## [Source records]
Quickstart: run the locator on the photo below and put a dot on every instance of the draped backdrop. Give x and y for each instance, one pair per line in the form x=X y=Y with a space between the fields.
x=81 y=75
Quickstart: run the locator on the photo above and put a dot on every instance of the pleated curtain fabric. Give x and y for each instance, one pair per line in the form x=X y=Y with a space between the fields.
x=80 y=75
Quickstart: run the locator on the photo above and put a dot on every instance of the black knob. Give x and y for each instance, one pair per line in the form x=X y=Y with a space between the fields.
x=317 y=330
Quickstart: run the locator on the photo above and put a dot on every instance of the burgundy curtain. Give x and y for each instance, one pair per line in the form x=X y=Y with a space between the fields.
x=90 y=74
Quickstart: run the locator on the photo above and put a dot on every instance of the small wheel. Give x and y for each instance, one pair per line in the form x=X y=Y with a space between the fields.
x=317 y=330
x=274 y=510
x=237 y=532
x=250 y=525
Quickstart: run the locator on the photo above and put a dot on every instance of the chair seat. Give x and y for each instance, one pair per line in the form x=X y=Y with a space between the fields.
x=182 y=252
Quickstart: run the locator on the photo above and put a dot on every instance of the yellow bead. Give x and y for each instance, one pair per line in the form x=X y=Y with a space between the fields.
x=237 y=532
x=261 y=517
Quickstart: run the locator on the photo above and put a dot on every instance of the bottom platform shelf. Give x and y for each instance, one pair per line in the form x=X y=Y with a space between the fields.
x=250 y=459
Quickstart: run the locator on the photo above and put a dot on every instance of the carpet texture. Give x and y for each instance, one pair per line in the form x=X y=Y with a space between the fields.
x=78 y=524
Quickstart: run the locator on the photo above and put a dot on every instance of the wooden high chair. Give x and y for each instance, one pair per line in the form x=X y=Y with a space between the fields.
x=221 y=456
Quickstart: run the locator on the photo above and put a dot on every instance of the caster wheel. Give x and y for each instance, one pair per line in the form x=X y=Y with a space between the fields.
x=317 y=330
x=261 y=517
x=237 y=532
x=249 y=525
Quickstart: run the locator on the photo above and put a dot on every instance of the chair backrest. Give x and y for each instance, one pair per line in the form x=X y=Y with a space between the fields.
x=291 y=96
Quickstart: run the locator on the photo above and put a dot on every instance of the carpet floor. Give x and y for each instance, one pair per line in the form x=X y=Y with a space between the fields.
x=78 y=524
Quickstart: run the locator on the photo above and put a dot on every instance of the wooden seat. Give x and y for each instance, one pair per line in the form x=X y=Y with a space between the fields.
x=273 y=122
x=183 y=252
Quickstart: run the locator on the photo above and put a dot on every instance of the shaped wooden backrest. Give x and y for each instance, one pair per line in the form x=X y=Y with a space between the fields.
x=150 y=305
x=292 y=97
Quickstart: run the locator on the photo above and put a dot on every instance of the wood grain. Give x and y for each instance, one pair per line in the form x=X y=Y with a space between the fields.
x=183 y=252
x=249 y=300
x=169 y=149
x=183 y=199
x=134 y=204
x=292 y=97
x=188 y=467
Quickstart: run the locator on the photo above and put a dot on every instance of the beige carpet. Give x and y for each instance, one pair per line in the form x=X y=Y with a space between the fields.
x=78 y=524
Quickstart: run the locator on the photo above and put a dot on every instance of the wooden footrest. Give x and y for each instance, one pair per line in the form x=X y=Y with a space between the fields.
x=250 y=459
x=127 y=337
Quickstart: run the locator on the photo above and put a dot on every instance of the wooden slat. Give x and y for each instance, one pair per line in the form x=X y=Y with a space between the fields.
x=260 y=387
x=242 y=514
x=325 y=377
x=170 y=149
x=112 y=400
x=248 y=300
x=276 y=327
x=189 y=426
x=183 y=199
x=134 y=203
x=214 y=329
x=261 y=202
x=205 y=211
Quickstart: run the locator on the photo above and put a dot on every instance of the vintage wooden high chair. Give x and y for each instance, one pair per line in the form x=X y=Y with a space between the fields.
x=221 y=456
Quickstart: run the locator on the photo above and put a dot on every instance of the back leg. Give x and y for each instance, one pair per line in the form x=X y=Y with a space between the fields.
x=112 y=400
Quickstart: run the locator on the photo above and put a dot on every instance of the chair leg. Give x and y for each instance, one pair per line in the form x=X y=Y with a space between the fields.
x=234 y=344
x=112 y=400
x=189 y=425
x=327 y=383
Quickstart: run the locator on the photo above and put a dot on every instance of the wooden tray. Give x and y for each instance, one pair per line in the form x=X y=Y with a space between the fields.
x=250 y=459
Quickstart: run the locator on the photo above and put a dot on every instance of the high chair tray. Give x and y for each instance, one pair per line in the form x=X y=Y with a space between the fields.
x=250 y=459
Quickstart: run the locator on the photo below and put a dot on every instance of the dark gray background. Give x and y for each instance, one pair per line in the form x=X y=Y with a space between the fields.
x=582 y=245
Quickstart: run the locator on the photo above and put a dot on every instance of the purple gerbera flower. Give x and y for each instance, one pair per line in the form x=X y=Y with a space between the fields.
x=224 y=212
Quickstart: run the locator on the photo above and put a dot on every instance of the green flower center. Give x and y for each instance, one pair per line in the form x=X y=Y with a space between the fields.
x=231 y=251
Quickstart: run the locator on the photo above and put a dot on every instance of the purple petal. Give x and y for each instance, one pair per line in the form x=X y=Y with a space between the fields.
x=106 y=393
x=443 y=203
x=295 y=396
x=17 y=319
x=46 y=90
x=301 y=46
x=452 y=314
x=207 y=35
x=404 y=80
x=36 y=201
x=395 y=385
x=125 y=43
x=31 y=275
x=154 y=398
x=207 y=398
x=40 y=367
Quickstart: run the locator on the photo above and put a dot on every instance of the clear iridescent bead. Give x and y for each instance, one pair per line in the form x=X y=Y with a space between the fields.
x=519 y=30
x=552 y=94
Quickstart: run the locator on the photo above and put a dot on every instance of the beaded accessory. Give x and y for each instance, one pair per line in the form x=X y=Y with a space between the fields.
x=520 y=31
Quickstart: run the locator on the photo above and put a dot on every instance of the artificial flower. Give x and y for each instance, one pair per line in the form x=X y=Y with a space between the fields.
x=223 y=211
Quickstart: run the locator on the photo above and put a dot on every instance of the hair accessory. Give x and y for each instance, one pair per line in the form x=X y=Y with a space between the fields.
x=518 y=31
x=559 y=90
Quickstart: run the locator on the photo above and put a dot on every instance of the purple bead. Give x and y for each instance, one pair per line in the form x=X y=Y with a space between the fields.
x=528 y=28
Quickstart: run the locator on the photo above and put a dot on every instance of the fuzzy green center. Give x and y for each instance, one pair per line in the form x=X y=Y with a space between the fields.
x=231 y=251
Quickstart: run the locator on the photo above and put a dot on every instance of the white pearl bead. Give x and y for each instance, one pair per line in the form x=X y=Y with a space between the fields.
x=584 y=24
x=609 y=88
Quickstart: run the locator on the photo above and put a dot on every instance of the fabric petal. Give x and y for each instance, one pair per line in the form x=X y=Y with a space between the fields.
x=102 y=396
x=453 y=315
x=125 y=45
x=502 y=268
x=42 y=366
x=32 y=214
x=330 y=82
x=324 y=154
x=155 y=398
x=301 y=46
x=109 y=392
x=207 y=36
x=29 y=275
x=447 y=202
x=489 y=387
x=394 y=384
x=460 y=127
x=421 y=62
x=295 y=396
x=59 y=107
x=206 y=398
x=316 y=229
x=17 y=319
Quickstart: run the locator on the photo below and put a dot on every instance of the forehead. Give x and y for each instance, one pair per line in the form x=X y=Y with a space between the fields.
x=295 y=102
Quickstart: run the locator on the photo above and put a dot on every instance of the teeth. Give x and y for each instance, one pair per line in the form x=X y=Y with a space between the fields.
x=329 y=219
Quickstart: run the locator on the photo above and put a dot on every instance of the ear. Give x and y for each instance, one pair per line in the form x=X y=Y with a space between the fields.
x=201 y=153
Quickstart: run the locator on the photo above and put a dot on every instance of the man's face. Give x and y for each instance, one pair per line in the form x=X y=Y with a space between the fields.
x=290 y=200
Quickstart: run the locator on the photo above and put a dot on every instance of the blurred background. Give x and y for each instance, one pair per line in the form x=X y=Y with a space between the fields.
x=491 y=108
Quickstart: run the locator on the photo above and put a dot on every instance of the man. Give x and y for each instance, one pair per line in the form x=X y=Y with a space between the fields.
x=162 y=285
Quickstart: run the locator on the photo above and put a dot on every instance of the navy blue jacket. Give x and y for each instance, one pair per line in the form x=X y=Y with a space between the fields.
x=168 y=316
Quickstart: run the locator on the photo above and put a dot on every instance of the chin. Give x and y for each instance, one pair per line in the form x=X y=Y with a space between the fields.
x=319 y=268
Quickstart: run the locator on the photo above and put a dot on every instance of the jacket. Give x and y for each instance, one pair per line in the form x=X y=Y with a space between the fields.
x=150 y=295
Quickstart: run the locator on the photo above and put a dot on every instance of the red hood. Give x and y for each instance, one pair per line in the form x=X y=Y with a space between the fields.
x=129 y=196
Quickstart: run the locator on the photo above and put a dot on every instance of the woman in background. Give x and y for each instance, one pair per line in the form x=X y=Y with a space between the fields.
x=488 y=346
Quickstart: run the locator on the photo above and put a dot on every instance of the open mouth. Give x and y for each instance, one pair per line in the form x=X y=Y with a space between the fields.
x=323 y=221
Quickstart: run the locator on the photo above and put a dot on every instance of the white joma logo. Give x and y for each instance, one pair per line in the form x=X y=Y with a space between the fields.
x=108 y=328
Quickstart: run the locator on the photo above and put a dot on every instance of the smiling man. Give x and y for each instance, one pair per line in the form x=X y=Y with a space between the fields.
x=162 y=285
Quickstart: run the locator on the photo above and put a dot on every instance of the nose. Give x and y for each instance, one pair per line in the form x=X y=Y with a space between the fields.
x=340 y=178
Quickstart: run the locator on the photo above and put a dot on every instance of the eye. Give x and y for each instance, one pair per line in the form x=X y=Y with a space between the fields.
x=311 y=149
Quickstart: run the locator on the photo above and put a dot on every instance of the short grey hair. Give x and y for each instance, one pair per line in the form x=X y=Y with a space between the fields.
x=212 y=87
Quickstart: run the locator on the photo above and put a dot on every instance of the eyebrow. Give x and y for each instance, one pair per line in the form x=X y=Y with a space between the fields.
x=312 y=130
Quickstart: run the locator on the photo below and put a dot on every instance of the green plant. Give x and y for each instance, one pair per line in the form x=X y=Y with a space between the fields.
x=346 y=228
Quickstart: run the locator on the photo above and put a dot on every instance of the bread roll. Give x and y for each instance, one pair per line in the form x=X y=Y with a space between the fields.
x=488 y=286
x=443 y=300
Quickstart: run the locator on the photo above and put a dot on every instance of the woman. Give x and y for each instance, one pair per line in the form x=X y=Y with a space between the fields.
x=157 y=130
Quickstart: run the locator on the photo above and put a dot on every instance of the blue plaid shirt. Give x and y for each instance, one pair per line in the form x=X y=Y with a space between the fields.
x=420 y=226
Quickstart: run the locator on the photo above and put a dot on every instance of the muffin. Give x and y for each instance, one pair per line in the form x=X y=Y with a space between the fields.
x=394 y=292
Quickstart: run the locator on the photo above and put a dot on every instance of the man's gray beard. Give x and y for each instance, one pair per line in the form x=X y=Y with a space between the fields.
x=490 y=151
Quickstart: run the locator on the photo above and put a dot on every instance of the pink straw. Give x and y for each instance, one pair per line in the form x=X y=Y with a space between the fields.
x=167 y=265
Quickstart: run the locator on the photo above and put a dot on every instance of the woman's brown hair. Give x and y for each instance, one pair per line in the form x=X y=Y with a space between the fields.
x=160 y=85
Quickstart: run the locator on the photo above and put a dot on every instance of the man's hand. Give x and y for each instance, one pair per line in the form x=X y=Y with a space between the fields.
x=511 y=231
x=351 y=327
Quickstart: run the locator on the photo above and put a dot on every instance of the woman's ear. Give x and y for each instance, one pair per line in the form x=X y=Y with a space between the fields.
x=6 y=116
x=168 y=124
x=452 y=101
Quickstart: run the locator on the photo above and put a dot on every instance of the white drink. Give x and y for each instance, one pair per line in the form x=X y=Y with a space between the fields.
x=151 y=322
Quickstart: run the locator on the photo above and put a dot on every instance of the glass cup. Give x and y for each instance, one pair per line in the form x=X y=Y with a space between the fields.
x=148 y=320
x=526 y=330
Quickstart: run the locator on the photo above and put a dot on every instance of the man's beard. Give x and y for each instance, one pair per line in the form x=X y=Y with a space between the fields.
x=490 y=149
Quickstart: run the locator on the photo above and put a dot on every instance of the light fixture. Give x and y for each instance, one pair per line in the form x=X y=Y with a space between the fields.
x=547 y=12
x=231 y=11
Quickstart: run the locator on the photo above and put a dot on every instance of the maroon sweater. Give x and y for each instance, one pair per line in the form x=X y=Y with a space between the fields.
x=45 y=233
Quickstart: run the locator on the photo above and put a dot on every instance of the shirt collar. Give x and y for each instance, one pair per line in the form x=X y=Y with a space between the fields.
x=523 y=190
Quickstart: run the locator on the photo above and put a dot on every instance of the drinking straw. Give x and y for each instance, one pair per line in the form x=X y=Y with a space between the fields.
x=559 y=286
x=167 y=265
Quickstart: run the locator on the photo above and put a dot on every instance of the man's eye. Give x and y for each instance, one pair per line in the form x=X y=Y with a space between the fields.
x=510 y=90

## [Short problem]
Reproduce the records above exactly, starting with the line that contains "of the glass" and ending with the last line.

## [Written response]
Quickstart: run the locator on the photo above and put a dot on every instance of the glass cup. Give x and y for each instance, one pair per line in the form x=X y=Y with a space between the fields.
x=148 y=320
x=526 y=330
Quickstart: run the locator on the photo above and put a dot on every instance of the man's beard. Give x and y for each instance, one pair per line in the form x=X y=Y with a space between the fields.
x=490 y=149
Quickstart: run the locator on the photo above and put a dot on every instance of the light fixture. Give x and y for each instance, one pair per line in the form x=X y=Y with a space between the fields.
x=547 y=12
x=231 y=11
Quickstart: run the locator on the photo above and put a dot on every instance of the maroon sweater. Give x and y for each instance, one pair per line in the form x=X y=Y with a space between the fields.
x=45 y=233
Quickstart: run the locator on the photo above and put a dot on every instance of the shirt collar. Give x and y for each instance, one pair per line in the form x=X y=Y with a space between the fields.
x=523 y=190
Quickstart: run the locator on the photo above and put a dot on every instance of the drinking straw. Give x and y for each instance, one pair per line in the form x=X y=Y with a space between the fields.
x=559 y=286
x=167 y=265
Quickstart: run the locator on the photo above and put a dot on every instance of the man's eye. Give x and y for each instance, one pair per line in the form x=X y=Y with a space between the fields.
x=510 y=90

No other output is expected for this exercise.